Exercise details: Use the entries below and reproduce exactly the lines from the one containing "man in white" down to the one containing "Mark the innermost point of each instance of the weathered", both of them included.

Exercise data:
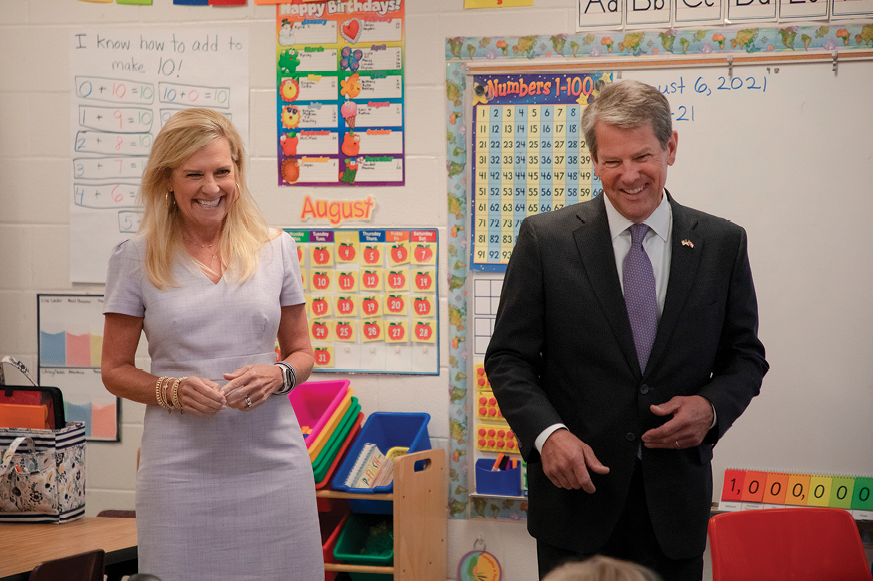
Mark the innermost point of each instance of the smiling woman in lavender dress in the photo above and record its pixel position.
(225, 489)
==
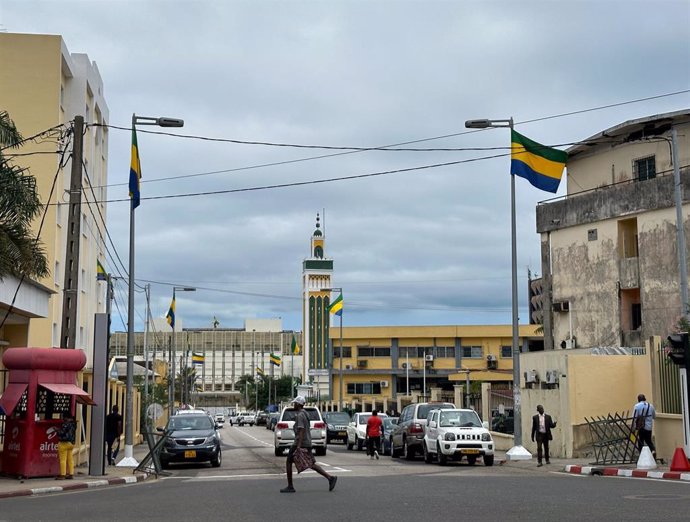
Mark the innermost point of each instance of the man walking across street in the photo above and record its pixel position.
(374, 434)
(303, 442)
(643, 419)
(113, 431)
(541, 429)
==
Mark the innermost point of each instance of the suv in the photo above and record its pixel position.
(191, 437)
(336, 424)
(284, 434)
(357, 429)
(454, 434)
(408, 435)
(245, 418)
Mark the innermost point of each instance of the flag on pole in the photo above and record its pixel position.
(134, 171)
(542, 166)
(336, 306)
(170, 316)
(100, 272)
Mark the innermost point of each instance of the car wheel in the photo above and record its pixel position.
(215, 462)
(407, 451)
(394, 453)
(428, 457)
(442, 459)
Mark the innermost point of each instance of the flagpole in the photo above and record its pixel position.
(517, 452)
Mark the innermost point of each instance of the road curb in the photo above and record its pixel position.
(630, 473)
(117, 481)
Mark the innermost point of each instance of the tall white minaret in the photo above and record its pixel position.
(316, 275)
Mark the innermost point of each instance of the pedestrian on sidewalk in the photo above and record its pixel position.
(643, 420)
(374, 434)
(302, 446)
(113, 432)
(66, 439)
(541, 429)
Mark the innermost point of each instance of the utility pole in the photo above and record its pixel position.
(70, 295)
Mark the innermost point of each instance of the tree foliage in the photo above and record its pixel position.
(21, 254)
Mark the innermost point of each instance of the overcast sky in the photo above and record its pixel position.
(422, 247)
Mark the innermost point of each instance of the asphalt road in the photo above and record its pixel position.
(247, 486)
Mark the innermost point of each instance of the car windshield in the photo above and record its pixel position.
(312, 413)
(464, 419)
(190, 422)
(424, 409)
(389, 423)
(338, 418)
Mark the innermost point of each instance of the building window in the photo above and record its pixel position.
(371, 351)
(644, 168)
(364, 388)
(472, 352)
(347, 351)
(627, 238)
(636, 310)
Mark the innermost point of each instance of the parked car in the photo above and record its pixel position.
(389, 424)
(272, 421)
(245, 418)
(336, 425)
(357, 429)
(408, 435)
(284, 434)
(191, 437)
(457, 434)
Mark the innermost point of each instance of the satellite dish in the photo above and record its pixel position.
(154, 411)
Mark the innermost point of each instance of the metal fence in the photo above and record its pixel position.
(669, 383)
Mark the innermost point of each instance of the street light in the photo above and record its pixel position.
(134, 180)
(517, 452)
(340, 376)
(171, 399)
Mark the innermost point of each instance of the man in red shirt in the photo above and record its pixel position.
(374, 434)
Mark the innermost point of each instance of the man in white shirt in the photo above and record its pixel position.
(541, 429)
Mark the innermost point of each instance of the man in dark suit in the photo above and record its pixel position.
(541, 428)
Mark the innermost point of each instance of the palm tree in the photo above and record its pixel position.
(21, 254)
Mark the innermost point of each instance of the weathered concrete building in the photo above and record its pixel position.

Written answer:
Mark the innermost point of each instance of the man in white shirt in the photo above and record its pixel position.
(541, 429)
Mark the innermost point of each instance of the man in dark suit in the photo above and record its pixel position.
(541, 428)
Mark the innermost point of each instance of the palm tree in the photo above and record its pixel position.
(21, 254)
Mark the innermost point of each instance of the weathered concrete building in the photo above and record its pixel position.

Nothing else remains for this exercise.